### Document extract

The Quotient Rule States
[(f(x))/(g(x))]'=(f'(x)g(x)-f(x)g'(x))/(g(x)^2)
In this case
f(x)=sqrt(x+1)
and
g(x)=x^2
To find f'(x) we will use the Chain Rule, which states
[h(k(x))]'=h'(k(x))k'(x)
In this case
h(x)=sqrt(x)
and
k(x)=x+1
Since the derivative of a constant is 0 and the derivative of x is 1
k'(x)=1
Also remember that sqrt(x)=x^(1/2)
and the Power rule tells us that (x^n)'=nx^(n-1)
Then
h'(x)=1/2x^(1/2-1)=1/2x^(-1/2)=1/(2sqrt(x)
Then we plug in and find that
f'(x)=1/(2sqrt(x+1))

######
### Given data

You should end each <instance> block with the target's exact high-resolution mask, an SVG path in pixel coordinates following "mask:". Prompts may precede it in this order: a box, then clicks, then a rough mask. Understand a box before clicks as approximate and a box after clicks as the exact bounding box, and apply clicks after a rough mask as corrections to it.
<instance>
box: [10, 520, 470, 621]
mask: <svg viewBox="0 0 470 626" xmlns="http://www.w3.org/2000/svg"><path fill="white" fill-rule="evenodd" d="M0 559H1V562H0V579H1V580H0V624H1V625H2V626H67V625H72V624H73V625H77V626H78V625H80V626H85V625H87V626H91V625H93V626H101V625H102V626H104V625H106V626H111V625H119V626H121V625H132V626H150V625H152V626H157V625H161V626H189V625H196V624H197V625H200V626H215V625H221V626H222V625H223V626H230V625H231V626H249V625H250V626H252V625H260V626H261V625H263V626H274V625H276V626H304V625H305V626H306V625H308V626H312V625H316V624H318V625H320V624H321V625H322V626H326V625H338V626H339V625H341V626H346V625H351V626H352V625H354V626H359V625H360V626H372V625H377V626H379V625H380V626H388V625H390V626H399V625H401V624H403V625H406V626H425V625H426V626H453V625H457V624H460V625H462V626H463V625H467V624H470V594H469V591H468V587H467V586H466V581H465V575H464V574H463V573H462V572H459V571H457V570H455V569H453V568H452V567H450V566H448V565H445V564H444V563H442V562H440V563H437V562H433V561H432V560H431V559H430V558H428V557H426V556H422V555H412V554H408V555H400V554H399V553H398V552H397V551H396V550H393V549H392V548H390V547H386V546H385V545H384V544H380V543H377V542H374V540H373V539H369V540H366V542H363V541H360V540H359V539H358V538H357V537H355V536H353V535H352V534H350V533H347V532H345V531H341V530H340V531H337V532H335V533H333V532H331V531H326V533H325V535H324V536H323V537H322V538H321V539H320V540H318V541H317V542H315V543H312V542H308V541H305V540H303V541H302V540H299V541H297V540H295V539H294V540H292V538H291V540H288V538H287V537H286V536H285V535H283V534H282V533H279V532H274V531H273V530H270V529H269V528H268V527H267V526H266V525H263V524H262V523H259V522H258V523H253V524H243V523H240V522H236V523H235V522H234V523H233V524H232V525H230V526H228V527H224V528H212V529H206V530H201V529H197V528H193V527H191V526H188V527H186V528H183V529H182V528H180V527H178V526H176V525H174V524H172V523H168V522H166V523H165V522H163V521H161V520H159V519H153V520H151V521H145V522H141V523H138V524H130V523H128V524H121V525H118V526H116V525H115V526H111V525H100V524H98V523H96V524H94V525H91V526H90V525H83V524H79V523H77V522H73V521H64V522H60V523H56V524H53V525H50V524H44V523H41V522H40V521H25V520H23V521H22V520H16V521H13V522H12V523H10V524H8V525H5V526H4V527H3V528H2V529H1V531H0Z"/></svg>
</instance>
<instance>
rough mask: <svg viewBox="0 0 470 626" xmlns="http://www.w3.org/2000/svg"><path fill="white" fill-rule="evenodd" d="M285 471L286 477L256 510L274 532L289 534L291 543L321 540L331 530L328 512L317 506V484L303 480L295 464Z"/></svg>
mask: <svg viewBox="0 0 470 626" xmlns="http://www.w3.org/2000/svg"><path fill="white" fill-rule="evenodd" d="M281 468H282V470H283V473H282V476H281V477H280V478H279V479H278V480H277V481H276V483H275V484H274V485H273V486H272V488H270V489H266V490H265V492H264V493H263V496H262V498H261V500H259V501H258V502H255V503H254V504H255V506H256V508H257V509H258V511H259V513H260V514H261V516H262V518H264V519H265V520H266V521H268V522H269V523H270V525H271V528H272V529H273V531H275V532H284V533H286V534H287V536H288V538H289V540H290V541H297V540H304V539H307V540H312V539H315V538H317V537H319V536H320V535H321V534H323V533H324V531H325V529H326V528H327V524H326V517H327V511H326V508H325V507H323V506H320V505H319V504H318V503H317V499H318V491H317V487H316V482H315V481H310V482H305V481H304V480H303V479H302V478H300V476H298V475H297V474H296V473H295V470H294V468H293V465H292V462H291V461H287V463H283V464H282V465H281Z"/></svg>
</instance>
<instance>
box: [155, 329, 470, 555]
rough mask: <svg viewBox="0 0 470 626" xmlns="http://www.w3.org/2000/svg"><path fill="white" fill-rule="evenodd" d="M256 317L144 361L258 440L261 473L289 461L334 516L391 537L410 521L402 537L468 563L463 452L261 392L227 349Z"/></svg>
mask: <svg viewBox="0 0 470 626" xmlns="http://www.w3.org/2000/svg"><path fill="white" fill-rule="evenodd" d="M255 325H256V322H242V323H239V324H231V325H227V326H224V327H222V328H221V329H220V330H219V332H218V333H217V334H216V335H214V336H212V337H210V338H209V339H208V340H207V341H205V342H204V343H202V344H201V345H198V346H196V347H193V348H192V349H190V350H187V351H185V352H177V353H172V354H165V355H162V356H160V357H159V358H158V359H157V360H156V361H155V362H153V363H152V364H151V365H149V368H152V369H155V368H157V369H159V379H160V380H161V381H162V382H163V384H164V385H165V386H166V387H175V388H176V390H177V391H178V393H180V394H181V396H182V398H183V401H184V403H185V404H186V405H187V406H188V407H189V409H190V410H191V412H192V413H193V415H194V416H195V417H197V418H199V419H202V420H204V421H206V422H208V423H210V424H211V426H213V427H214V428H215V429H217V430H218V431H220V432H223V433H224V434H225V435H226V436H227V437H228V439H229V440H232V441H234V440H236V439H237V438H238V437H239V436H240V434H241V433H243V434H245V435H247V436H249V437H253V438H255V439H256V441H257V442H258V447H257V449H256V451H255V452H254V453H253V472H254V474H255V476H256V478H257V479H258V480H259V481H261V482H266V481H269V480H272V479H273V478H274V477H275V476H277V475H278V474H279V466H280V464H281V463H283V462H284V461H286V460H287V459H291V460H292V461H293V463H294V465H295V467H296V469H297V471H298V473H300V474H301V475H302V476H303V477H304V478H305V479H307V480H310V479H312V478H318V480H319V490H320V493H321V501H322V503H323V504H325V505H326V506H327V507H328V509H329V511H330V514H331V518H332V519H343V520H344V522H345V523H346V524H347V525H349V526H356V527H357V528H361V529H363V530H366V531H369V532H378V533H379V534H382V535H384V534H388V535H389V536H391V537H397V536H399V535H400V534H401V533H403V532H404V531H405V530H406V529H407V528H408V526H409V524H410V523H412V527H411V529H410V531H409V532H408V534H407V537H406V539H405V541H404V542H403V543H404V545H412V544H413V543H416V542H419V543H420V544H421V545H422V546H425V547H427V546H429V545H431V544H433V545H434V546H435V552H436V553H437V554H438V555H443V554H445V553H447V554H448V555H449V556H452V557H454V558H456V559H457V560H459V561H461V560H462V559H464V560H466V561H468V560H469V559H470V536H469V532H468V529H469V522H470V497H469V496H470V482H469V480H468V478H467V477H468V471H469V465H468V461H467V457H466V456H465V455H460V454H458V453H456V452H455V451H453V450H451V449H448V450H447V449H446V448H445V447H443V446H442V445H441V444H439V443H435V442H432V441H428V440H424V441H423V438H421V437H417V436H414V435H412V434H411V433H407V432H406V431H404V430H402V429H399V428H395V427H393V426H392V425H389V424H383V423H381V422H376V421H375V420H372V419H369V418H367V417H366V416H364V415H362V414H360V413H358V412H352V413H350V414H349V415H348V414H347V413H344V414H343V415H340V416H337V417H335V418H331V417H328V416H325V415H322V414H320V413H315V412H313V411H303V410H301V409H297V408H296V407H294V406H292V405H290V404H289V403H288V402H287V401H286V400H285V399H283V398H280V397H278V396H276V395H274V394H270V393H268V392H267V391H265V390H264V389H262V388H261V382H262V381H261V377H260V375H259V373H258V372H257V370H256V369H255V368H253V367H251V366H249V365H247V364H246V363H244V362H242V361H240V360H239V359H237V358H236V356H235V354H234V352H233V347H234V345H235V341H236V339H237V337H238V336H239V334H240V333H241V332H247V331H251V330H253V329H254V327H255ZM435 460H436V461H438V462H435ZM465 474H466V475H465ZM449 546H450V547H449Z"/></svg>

######

Carry on the quotient rule derivation from its last line, f'(x)=1/(2sqrt(x+1)). The listing plays no part in this work.

● Result for this exercise
and we can use the power rule again to find g'(x)
g'(x)=(x^2)'=2x^(2-1)=2x^1=2x
Then we plug in
(sqrt(x+1)/(x^2))'=((x^2)/(2sqrt(x+1))-2xsqrt(x+1))/(x^2)^2
and we simplify
=((x^2)/(2sqrt(x+1))-2xsqrt(x+1))/(x^4)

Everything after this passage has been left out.